**WHAT YOU SHOULD DO:**
Your task is to return the data below, word for word.
▶
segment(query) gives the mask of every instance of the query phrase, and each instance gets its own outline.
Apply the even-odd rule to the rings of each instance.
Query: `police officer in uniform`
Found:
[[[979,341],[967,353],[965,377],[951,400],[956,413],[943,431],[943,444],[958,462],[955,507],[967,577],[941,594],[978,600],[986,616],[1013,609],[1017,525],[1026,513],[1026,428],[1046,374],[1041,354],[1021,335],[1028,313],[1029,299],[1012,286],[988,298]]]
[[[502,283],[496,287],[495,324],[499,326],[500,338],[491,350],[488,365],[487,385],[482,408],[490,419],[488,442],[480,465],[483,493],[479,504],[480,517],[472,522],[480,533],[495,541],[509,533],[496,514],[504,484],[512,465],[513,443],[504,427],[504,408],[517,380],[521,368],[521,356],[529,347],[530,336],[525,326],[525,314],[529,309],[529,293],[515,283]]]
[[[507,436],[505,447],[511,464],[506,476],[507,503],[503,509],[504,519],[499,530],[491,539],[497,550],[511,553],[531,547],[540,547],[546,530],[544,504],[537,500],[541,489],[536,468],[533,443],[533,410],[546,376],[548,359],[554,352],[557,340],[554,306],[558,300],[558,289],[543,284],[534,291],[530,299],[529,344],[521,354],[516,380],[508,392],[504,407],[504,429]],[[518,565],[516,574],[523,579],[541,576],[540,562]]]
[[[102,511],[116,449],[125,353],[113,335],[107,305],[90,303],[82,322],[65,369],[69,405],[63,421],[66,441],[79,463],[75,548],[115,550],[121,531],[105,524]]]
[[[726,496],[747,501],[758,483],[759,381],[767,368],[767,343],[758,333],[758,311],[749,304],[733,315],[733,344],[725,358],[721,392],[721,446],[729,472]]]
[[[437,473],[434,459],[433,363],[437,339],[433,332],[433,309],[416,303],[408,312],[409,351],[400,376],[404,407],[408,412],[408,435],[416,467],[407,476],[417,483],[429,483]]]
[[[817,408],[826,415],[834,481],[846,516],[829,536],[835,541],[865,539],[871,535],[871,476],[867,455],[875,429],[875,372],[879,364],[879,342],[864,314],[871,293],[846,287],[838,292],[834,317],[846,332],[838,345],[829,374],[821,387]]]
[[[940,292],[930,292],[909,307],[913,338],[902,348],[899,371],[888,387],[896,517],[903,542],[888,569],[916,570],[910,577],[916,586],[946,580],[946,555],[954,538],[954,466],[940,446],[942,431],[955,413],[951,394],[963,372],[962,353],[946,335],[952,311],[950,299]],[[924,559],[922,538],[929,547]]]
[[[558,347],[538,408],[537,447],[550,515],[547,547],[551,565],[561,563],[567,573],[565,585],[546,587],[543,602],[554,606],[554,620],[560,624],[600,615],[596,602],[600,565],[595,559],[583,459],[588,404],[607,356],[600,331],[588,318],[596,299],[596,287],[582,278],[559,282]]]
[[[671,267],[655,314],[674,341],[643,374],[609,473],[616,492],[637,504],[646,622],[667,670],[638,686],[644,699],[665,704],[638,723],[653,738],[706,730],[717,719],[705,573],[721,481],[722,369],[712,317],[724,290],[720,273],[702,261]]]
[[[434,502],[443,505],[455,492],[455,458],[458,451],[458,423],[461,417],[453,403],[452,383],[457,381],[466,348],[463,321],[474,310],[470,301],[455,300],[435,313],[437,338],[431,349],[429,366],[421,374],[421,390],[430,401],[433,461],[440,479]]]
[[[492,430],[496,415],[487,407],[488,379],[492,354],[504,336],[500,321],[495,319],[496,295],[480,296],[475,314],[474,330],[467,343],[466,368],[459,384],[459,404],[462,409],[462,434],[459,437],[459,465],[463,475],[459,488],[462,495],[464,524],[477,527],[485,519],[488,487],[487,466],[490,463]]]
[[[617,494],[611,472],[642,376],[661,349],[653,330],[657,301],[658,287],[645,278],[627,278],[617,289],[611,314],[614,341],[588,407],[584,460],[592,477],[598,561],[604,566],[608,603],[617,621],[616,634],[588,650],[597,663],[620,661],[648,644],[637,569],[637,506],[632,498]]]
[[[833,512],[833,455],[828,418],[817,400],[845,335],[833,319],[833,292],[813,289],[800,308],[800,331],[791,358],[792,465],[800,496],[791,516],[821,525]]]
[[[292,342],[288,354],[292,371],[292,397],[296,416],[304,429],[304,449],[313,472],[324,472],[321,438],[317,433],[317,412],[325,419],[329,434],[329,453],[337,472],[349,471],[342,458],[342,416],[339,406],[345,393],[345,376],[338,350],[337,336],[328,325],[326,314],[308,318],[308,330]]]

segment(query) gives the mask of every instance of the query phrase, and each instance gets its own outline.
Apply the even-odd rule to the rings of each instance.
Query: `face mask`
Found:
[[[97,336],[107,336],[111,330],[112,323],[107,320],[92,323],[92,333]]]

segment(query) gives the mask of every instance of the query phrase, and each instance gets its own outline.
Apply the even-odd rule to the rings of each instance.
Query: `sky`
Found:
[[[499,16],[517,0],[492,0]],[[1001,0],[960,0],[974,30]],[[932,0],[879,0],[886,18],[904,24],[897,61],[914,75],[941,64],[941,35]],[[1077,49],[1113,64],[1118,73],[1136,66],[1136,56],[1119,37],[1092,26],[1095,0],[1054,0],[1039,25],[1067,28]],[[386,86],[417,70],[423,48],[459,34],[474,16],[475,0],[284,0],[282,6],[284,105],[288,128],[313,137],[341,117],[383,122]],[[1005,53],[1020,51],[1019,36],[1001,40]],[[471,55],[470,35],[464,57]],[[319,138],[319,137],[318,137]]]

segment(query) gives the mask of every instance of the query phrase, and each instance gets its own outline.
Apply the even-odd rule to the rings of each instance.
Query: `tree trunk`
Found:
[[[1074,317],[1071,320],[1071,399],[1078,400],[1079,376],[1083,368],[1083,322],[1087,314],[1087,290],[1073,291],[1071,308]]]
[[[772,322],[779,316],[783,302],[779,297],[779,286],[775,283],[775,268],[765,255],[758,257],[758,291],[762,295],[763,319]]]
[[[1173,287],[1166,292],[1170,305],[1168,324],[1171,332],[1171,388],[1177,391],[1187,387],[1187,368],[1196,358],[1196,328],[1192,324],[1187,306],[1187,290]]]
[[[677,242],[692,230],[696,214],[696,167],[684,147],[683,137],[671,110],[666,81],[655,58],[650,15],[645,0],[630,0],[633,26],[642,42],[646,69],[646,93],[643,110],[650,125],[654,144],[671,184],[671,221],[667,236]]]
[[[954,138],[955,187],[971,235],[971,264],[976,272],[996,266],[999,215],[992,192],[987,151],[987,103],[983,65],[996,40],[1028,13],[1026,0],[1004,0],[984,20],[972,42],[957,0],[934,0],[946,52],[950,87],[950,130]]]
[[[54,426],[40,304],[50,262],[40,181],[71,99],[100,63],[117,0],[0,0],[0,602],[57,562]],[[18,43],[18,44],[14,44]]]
◀
**RESULT:**
segment(query) gives the mask of every instance of the query phrase, and each instance gets its own outline.
Apply the even-odd rule to the rings of each instance.
Query: `police officer in uniform`
Found:
[[[979,341],[967,353],[965,377],[951,400],[956,413],[943,431],[943,444],[958,462],[955,507],[967,577],[941,594],[978,600],[986,616],[1013,609],[1017,525],[1026,513],[1026,428],[1046,374],[1041,354],[1021,335],[1028,313],[1029,299],[1012,286],[988,298]]]
[[[502,283],[496,287],[495,324],[499,326],[500,338],[491,350],[488,365],[487,385],[482,408],[490,419],[488,442],[480,465],[483,493],[479,504],[480,517],[472,522],[480,533],[495,541],[509,533],[496,514],[504,484],[512,465],[513,443],[504,427],[504,408],[517,380],[521,368],[521,356],[529,347],[530,336],[525,326],[525,314],[529,309],[529,293],[515,283]]]
[[[507,436],[505,447],[511,464],[506,476],[507,503],[503,509],[504,519],[499,530],[491,539],[497,550],[511,553],[531,547],[540,547],[546,530],[544,504],[537,500],[541,489],[536,468],[533,443],[533,410],[546,376],[548,359],[554,352],[557,340],[554,306],[558,300],[558,289],[543,284],[534,291],[530,299],[529,344],[521,354],[516,380],[508,392],[504,407],[504,429]],[[518,565],[516,574],[523,579],[541,576],[540,562]]]
[[[102,511],[116,449],[125,353],[113,335],[107,305],[90,303],[82,322],[65,369],[69,405],[63,421],[66,441],[79,463],[75,548],[115,550],[121,531],[105,524]]]
[[[726,496],[747,501],[758,483],[759,381],[767,368],[767,343],[758,333],[758,311],[749,304],[733,315],[733,344],[725,358],[721,392],[721,446],[729,472]]]
[[[437,473],[434,459],[433,363],[437,339],[433,332],[433,309],[416,303],[408,312],[409,351],[400,376],[404,407],[408,412],[408,435],[416,467],[407,476],[417,483],[429,483]]]
[[[817,408],[826,415],[834,481],[846,516],[829,536],[835,541],[865,539],[871,535],[871,476],[867,455],[875,429],[875,372],[879,364],[879,342],[864,314],[871,293],[846,287],[838,292],[834,317],[846,332],[838,345],[829,374],[821,387]]]
[[[940,292],[930,292],[909,307],[913,338],[902,348],[899,371],[888,387],[896,517],[903,542],[888,569],[916,570],[910,577],[916,586],[946,580],[946,555],[954,538],[954,466],[940,446],[942,431],[955,413],[951,394],[963,372],[962,353],[946,335],[952,311],[950,299]],[[924,559],[922,538],[929,547]]]
[[[558,347],[538,408],[537,447],[550,515],[547,547],[551,565],[561,563],[567,573],[565,585],[546,587],[543,602],[554,606],[554,620],[560,624],[600,615],[596,602],[600,565],[595,559],[583,459],[588,404],[607,356],[600,331],[588,318],[596,299],[596,287],[582,278],[559,282]]]
[[[671,267],[655,314],[674,341],[643,374],[609,473],[616,492],[637,504],[646,622],[667,670],[638,686],[644,699],[665,704],[638,723],[653,738],[706,730],[717,719],[705,573],[721,481],[722,369],[712,317],[724,290],[720,273],[702,261]]]
[[[434,502],[443,505],[455,492],[455,458],[458,451],[458,423],[461,417],[453,403],[452,383],[457,381],[466,348],[463,321],[474,310],[470,301],[455,300],[435,313],[437,338],[431,349],[429,366],[421,374],[421,390],[430,401],[433,461],[440,479]]]
[[[492,430],[496,415],[487,407],[488,379],[492,354],[504,336],[500,321],[495,319],[496,295],[480,296],[475,314],[474,330],[467,343],[466,368],[459,384],[459,404],[462,409],[462,434],[459,437],[459,465],[463,475],[459,488],[462,495],[464,524],[477,527],[485,519],[488,487],[487,466],[490,463]]]
[[[617,494],[611,472],[642,376],[661,349],[653,330],[657,301],[658,287],[645,278],[627,278],[617,289],[611,314],[614,341],[588,407],[584,460],[592,477],[598,561],[604,566],[608,603],[617,621],[616,634],[588,650],[597,663],[620,661],[648,644],[637,569],[637,506],[632,498]]]
[[[833,512],[833,455],[828,418],[817,400],[845,335],[833,319],[833,292],[813,289],[800,308],[800,331],[791,358],[792,465],[800,496],[791,516],[821,525]]]
[[[292,342],[288,354],[292,371],[292,397],[296,416],[304,429],[304,449],[313,472],[324,472],[321,438],[317,433],[317,412],[325,419],[329,434],[329,453],[337,472],[349,471],[342,458],[342,416],[339,406],[345,393],[345,376],[338,350],[337,336],[328,325],[326,314],[308,318],[308,330]]]

segment(query) gives the mask of every instance of the query phrase, and each instance gets its own outline.
Apply the even-odd rule to the rings of each instance.
Query: `face mask`
Found:
[[[97,336],[107,336],[111,330],[112,323],[107,320],[92,323],[92,333]]]

segment(query) gives the mask of every instance of the query phrase, and each instance gets its own outline.
Apply the even-odd rule to the rings of each instance.
Query: `sky`
Found:
[[[499,16],[517,0],[492,0]],[[1001,0],[960,0],[974,30]],[[932,0],[879,0],[886,18],[904,24],[897,61],[914,75],[941,64],[941,35]],[[1077,49],[1113,64],[1118,73],[1136,66],[1136,56],[1119,37],[1092,26],[1095,0],[1054,0],[1039,25],[1067,28]],[[386,86],[417,70],[423,48],[459,34],[474,16],[475,0],[284,0],[282,6],[284,105],[288,128],[313,137],[341,117],[383,122]],[[1005,53],[1020,51],[1019,36],[1001,40]],[[471,55],[470,35],[464,57]],[[319,138],[319,137],[318,137]]]

segment(query) gives the mask of every instance of the query phrase, and each instance gets its own outline.
Apply the even-odd rule to the rings of each instance.
Query: `tree trunk`
Found:
[[[1074,317],[1071,320],[1071,399],[1078,400],[1079,376],[1083,368],[1083,322],[1087,314],[1087,290],[1073,291],[1071,308]]]
[[[772,322],[779,316],[783,302],[779,297],[779,286],[775,283],[775,268],[765,255],[758,257],[758,291],[762,295],[763,319]]]
[[[1173,287],[1166,292],[1170,305],[1168,324],[1171,332],[1171,388],[1177,391],[1187,387],[1187,368],[1196,358],[1196,328],[1192,324],[1187,306],[1187,290]]]
[[[677,242],[692,230],[696,214],[696,167],[684,147],[683,137],[671,110],[666,81],[655,58],[650,15],[645,0],[630,0],[633,26],[642,42],[646,69],[646,93],[643,110],[650,125],[654,144],[671,184],[671,221],[667,236]]]
[[[954,138],[955,187],[971,235],[971,264],[976,272],[996,266],[999,215],[992,192],[987,151],[987,103],[983,65],[996,40],[1028,13],[1026,0],[1004,0],[984,20],[972,42],[957,0],[934,0],[946,52],[950,87],[950,130]]]
[[[54,426],[40,304],[50,262],[40,181],[71,99],[100,63],[117,0],[0,0],[0,602],[57,562]],[[18,43],[18,44],[14,44]]]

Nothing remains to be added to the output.